Task directions
Show each line of the data below that has the string "flower" in it.

Excerpted records
╭──
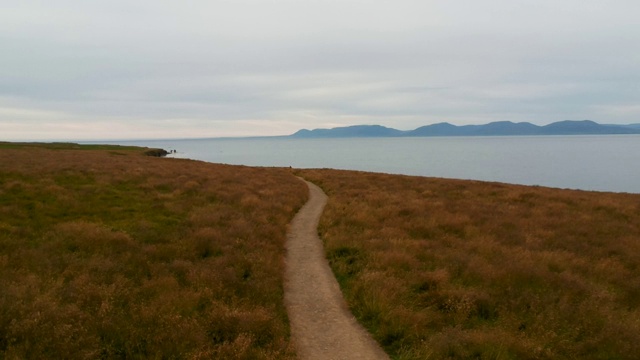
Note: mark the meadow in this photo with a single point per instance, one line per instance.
(449, 269)
(107, 253)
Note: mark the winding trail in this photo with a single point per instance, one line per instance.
(322, 326)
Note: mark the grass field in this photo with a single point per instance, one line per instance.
(106, 253)
(446, 269)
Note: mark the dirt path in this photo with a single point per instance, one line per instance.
(322, 327)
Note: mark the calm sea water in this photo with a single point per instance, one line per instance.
(603, 163)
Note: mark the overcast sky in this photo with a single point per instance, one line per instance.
(206, 68)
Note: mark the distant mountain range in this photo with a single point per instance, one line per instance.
(500, 128)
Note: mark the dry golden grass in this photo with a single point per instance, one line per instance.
(441, 269)
(105, 253)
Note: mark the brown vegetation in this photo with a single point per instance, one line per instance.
(461, 269)
(110, 254)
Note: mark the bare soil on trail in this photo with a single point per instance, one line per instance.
(322, 326)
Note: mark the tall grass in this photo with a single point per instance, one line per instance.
(446, 269)
(105, 253)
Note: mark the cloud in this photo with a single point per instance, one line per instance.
(261, 67)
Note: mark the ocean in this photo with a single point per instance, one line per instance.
(598, 162)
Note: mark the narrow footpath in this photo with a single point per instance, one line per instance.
(321, 325)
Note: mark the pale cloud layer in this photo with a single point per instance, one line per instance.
(156, 69)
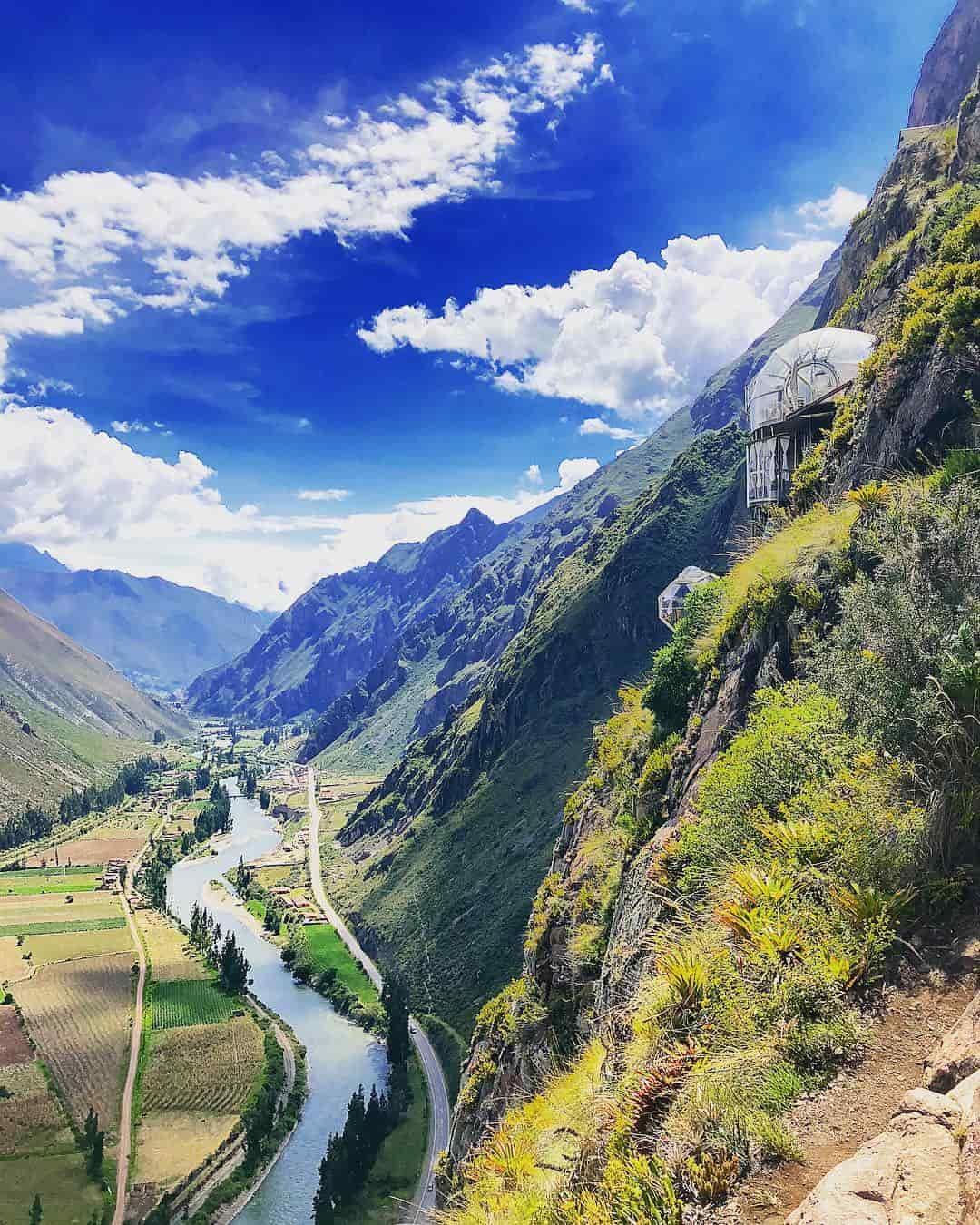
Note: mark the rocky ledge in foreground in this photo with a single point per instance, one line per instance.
(925, 1166)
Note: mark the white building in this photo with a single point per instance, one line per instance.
(791, 401)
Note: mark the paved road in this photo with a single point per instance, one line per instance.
(125, 1115)
(438, 1099)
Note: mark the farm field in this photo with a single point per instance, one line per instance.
(63, 946)
(91, 850)
(202, 1067)
(31, 1119)
(328, 952)
(14, 1044)
(37, 1148)
(67, 1194)
(79, 1014)
(39, 881)
(167, 949)
(13, 965)
(190, 1002)
(65, 926)
(171, 1143)
(18, 908)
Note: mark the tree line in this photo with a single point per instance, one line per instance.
(35, 822)
(224, 955)
(352, 1153)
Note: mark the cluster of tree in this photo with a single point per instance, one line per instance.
(352, 1153)
(247, 780)
(92, 1143)
(35, 822)
(216, 816)
(154, 874)
(223, 953)
(259, 1119)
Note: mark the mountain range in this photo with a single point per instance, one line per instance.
(65, 714)
(157, 633)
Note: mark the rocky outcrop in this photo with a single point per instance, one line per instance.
(925, 1165)
(958, 1054)
(949, 67)
(909, 1173)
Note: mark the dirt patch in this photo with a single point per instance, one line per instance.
(832, 1124)
(14, 1045)
(86, 851)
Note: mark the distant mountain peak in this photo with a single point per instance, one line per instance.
(15, 555)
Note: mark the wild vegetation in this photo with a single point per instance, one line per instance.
(829, 826)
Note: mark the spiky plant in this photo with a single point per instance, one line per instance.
(712, 1175)
(864, 904)
(757, 887)
(686, 974)
(870, 497)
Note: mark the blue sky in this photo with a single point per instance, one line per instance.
(230, 234)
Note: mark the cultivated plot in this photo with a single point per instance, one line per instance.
(45, 948)
(79, 1014)
(190, 1004)
(202, 1067)
(167, 947)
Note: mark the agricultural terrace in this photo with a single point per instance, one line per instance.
(196, 1002)
(37, 1145)
(79, 1014)
(202, 1060)
(52, 879)
(325, 951)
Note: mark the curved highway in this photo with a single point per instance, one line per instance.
(438, 1099)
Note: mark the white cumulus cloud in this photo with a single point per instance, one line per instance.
(91, 247)
(94, 501)
(835, 212)
(597, 426)
(639, 338)
(322, 495)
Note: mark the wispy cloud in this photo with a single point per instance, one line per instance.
(88, 248)
(322, 495)
(93, 500)
(637, 338)
(620, 434)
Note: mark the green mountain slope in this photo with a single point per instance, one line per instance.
(64, 714)
(158, 633)
(343, 627)
(444, 858)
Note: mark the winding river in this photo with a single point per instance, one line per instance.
(338, 1055)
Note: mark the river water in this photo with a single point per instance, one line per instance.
(338, 1055)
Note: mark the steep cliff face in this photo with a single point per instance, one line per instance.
(949, 67)
(908, 273)
(664, 1021)
(443, 859)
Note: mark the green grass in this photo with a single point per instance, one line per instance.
(328, 951)
(450, 1047)
(396, 1172)
(27, 874)
(44, 881)
(51, 928)
(190, 1004)
(67, 1194)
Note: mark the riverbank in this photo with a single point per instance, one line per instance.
(338, 1056)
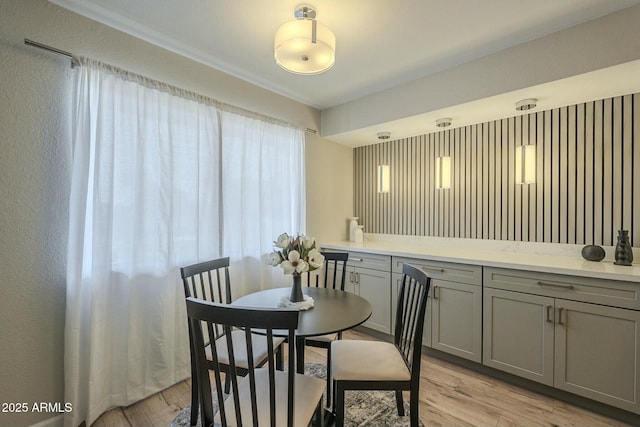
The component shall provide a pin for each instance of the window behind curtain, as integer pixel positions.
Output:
(161, 178)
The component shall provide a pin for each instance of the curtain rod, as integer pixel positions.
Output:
(74, 61)
(50, 49)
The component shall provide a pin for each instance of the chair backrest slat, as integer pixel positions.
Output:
(250, 321)
(410, 314)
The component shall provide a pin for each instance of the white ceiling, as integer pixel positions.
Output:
(380, 43)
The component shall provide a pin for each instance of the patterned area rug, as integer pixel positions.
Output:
(363, 408)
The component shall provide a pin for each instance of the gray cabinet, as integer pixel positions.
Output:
(369, 275)
(580, 335)
(454, 309)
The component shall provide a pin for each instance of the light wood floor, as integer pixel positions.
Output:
(449, 396)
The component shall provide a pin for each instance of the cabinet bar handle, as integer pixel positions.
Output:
(560, 310)
(555, 285)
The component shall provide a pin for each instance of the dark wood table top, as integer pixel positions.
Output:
(333, 310)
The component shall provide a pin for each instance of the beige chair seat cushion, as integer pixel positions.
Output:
(328, 338)
(259, 343)
(367, 361)
(307, 395)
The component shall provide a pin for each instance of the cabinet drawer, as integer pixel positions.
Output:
(371, 261)
(598, 291)
(453, 272)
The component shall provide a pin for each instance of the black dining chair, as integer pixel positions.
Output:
(265, 396)
(378, 365)
(333, 277)
(210, 281)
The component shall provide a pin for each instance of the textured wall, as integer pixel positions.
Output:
(34, 171)
(586, 189)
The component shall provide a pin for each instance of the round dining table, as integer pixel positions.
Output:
(333, 311)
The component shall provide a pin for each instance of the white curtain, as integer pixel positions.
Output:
(147, 188)
(263, 196)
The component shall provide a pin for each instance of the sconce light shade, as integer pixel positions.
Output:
(383, 179)
(443, 172)
(526, 164)
(304, 46)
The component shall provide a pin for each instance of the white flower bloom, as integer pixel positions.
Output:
(274, 258)
(294, 264)
(307, 242)
(283, 241)
(315, 258)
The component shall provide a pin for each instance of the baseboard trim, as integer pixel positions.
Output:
(57, 421)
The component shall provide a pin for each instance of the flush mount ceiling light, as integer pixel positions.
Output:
(526, 104)
(304, 46)
(444, 122)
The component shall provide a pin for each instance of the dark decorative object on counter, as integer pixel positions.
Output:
(593, 253)
(624, 253)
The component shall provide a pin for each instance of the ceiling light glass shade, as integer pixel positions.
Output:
(443, 173)
(296, 51)
(383, 179)
(526, 164)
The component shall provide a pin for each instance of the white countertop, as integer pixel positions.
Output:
(544, 257)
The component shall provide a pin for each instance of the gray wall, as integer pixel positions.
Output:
(34, 176)
(586, 189)
(605, 42)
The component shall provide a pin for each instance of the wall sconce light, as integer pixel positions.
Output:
(526, 164)
(526, 104)
(443, 172)
(383, 179)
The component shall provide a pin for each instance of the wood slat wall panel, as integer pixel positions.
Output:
(587, 177)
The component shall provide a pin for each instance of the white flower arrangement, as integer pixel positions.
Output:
(296, 255)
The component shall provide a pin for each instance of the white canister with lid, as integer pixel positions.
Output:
(359, 234)
(353, 226)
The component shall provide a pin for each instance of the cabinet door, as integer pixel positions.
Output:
╰──
Task response
The component shall provide a pin for each instance of the white flower bloom, as integer pixel positions.
The component shall provide a pin for each instance of the white flower arrangement, as integer pixel positions.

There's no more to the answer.